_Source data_
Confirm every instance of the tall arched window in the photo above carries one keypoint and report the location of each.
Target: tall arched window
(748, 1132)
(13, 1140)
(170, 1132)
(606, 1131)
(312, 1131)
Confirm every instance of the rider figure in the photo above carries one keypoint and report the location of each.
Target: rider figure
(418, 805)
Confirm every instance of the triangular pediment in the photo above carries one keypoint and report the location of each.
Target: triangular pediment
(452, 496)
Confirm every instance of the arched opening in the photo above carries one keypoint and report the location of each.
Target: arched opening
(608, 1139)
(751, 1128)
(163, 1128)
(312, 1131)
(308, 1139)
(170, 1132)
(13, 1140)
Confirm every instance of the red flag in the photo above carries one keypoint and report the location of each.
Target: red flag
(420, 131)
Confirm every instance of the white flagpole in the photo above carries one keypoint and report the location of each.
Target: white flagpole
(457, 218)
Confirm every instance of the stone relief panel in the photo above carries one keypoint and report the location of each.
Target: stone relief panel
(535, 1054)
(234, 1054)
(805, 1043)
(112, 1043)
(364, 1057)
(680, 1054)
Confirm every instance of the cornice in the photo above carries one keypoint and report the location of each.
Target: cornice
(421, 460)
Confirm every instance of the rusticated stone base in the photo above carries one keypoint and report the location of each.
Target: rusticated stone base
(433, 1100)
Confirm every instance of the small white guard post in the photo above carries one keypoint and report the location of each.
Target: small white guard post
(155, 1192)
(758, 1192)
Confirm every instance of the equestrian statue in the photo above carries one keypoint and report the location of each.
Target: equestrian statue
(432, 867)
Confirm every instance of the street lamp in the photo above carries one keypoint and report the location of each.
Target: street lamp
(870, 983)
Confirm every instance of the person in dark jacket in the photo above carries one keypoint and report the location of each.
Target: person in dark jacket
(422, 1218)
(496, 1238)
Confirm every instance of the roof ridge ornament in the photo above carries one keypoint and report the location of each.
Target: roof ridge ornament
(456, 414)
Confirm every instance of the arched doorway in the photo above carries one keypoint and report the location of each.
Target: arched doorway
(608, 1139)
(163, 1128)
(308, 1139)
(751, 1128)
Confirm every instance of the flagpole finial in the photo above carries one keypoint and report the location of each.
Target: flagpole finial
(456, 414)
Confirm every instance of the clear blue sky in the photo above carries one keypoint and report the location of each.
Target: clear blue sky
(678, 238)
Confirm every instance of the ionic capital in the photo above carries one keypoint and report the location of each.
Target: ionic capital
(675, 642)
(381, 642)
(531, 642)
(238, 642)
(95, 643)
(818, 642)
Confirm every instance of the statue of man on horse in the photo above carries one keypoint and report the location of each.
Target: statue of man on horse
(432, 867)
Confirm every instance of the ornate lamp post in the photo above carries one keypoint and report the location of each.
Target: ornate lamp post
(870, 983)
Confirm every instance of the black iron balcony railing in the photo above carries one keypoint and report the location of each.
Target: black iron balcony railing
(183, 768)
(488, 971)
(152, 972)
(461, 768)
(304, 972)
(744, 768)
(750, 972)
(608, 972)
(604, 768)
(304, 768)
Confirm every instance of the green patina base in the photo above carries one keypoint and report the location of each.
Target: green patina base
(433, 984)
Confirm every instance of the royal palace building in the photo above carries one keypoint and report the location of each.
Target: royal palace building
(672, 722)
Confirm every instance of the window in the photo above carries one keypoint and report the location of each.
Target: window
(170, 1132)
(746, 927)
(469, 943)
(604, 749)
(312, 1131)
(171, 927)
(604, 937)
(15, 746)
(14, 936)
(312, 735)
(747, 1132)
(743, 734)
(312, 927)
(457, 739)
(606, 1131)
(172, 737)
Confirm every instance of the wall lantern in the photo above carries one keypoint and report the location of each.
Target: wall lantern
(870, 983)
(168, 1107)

_To be done_
Repeat the entries shown above, every one, word for word.

_Solution_
Confirm every instance of the tall arched window in the photo above carries one keypoint and report the location of each.
Target: tall arched window
(748, 1132)
(13, 1140)
(170, 1132)
(606, 1131)
(312, 1131)
Confirm every instance of the rider figure in the photo above carries one keypoint and report the location of each.
Target: rider figure
(418, 805)
Confirm every instance of the triangular pediment in the photo above carries one keypoint and report the location of each.
Target: triangular pediment
(452, 496)
Confirm every instance of the arched opening in the photo above carries one keypoint and report the location of each.
Target: arched opening
(608, 1139)
(751, 1128)
(163, 1128)
(312, 1131)
(308, 1139)
(170, 1132)
(13, 1140)
Confirm every instance of the red flag in the photo above carries one keypoint and report the location of each.
Target: red flag
(420, 131)
Confirm every instance of the white flagpole in the photo above carries one keypoint and report the location of each.
Target: white flagpole
(457, 218)
Confirm every instance of the stone relief panel in the photo above carries one keypoint and report the location of each.
Target: stone relief panel
(535, 1054)
(234, 1054)
(805, 1043)
(112, 1043)
(364, 1057)
(680, 1054)
Confirm every instance of the cornice in the photo above carries one keypoint and report the location of each.
Target: cornice
(421, 460)
Confirm every instance of the rusticated stone base in the photo above carries one keypoint and report the location of each.
Target: rusticated stone base
(433, 1100)
Confirm every instance of the small white guard post in the photo above carries one keypoint and report the location of each.
Target: small white guard post
(155, 1192)
(758, 1192)
Confirm every instance of the equestrian statue in the photo above carries one keypoint and report the location of each.
Target: equestrian statue
(432, 867)
Confirm every instance of the street lamp in the photo above carries one keypoint and report the location of each.
Target: street lamp
(870, 983)
Confirm every instance of the person in dark jacket in the photo above carries one keypoint and report the location of each.
Target: person in dark jacket
(422, 1218)
(496, 1238)
Confirm every instance of the roof ridge ornament in the photo above carries one keypoint and report the location of each.
Target: roof ridge ornament
(456, 414)
Confirm every instance of the arched doorway in the photo above carries one keypoint and report the location of each.
Target: arched doorway
(608, 1139)
(163, 1128)
(308, 1139)
(751, 1128)
Confirm every instance of the flagpole finial in the photo above carries one keypoint and report the location of each.
Target: flagpole finial
(456, 414)
Confirm every instance of the clear blue sky in the photo above carries one keypoint and report the location of each.
Target: clear blue sky
(678, 238)
Confirm every instance of the ionic capital in the photo above carries one keypoint and report the location of each.
Target: ionic capital
(675, 642)
(381, 642)
(531, 642)
(238, 642)
(95, 643)
(818, 642)
Confirm every instance of the statue of man on horse in the photo above carries one keypoint and report the location of each.
Target: statue of man on horse
(432, 867)
Confirm every instance of the ornate lamp post in the photo above carries one keypoint and report the location of each.
Target: ornate lamp post
(870, 983)
Confirm every instance of the black iron balcony railing in the photo above carries one keypoint and report the location of each.
Target: black iron balcony railing
(183, 768)
(488, 971)
(152, 972)
(461, 768)
(304, 972)
(744, 768)
(750, 972)
(608, 972)
(604, 768)
(304, 768)
Confirm every instance of the green patina base in the photo above carries one keypoint and report the location of each.
Target: green patina base
(433, 984)
Confirm every instance of the royal palace building in the photo above carries one keypoint and report the location of each.
Target: royal palace building
(672, 722)
Confirm every instance of the window in the photo above carries one keypoint and report the location of each.
Target: window
(170, 1132)
(746, 927)
(469, 943)
(604, 749)
(312, 1131)
(171, 927)
(604, 937)
(15, 746)
(14, 936)
(312, 735)
(747, 1132)
(743, 734)
(312, 927)
(457, 739)
(606, 1131)
(172, 737)
Confirm every instance of the wall lantern in the photo above carries one keypoint and report the location of each.
Target: wall lantern
(870, 983)
(168, 1107)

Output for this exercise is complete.